▸ TEXT SHOWN:
◇ ◇ ◇ ◇
The book of Job gives us this problem of evil because we live the Christian life not by solving it but by living with it—living with mystery. I say mystery because we don’t understand, but we trust. It is illogical to us that a loving, just, and all-powerful God allows unjust suffering. But we know that we do not see the whole picture. God does. Our tiny minds and limited perspective prevent us from grasping God’s purposes. But we know him, and so we trust him anyway.
You may still want answers, but consider this: Isn’t every attempt to explain our suffering really just an attempt to explain it away? Isn’t it like saying, “This is not really bad. It is good in disguise. You can’t see the good, and you are hurting, but it’s all for the best.” Now, I don’t deny for a minute that God can bring good out of evil. But I resent the effort to eliminate suffering—that is, to deny the spiritual problem of suffering—as if there is no injustice or evil. The book of Job denies us that option too. Job suffers, and he suffers unjustly. His friends can’t explain his suffering away no matter how much hot air they blow. We should at least give suffering people the dignity of acknowledging that they really are suffering, not just overlooking the silver lining.
◇ ◇ ◇ ◇
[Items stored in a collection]
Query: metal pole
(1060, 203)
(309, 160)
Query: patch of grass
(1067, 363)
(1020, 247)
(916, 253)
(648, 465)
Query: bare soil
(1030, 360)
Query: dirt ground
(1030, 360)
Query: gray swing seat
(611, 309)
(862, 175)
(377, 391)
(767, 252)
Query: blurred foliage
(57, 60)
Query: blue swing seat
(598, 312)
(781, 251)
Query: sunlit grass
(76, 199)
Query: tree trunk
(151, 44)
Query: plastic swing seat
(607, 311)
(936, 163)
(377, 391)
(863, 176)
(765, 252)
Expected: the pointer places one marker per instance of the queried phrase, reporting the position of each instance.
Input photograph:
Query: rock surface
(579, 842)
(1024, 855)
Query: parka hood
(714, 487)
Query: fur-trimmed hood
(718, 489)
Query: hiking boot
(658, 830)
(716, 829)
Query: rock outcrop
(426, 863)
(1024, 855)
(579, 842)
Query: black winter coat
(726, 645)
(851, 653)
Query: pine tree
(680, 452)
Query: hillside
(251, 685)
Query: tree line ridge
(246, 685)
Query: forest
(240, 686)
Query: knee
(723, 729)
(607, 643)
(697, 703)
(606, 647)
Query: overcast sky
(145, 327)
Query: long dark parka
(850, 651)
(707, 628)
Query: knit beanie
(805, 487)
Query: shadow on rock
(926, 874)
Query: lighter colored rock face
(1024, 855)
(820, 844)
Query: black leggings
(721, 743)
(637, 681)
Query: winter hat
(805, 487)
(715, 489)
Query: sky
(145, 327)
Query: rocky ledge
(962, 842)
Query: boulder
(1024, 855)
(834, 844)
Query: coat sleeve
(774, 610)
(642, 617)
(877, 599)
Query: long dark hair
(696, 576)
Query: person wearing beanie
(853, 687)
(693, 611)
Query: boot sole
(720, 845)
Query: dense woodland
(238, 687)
◇ ◇ ◇ ◇
▸ WHAT YOU NEED TO DO:
Reproduce the entire passage on the book of Job and unjust suffering, word for word.

▸ EXERCISE OUTPUT:
The book of Job gives us this problem of evil because we live the Christian life not by solving it but by living with it—living with mystery. I say mystery because we don’t understand, but we trust. It is illogical to us that a loving, just, and all-powerful God allows unjust suffering. But we know that we do not see the whole picture. God does. Our tiny minds and limited perspective prevent us from grasping God’s purposes. But we know him, and so we trust him anyway.
You may still want answers, but consider this: Isn’t every attempt to explain our suffering really just an attempt to explain it away? Isn’t it like saying, “This is not really bad. It is good in disguise. You can’t see the good, and you are hurting, but it’s all for the best.” Now, I don’t deny for a minute that God can bring good out of evil. But I resent the effort to eliminate suffering—that is, to deny the spiritual problem of suffering—as if there is no injustice or evil. The book of Job denies us that option too. Job suffers, and he suffers unjustly. His friends can’t explain his suffering away no matter how much hot air they blow. We should at least give suffering people the dignity of acknowledging that they really are suffering, not just overlooking the silver lining.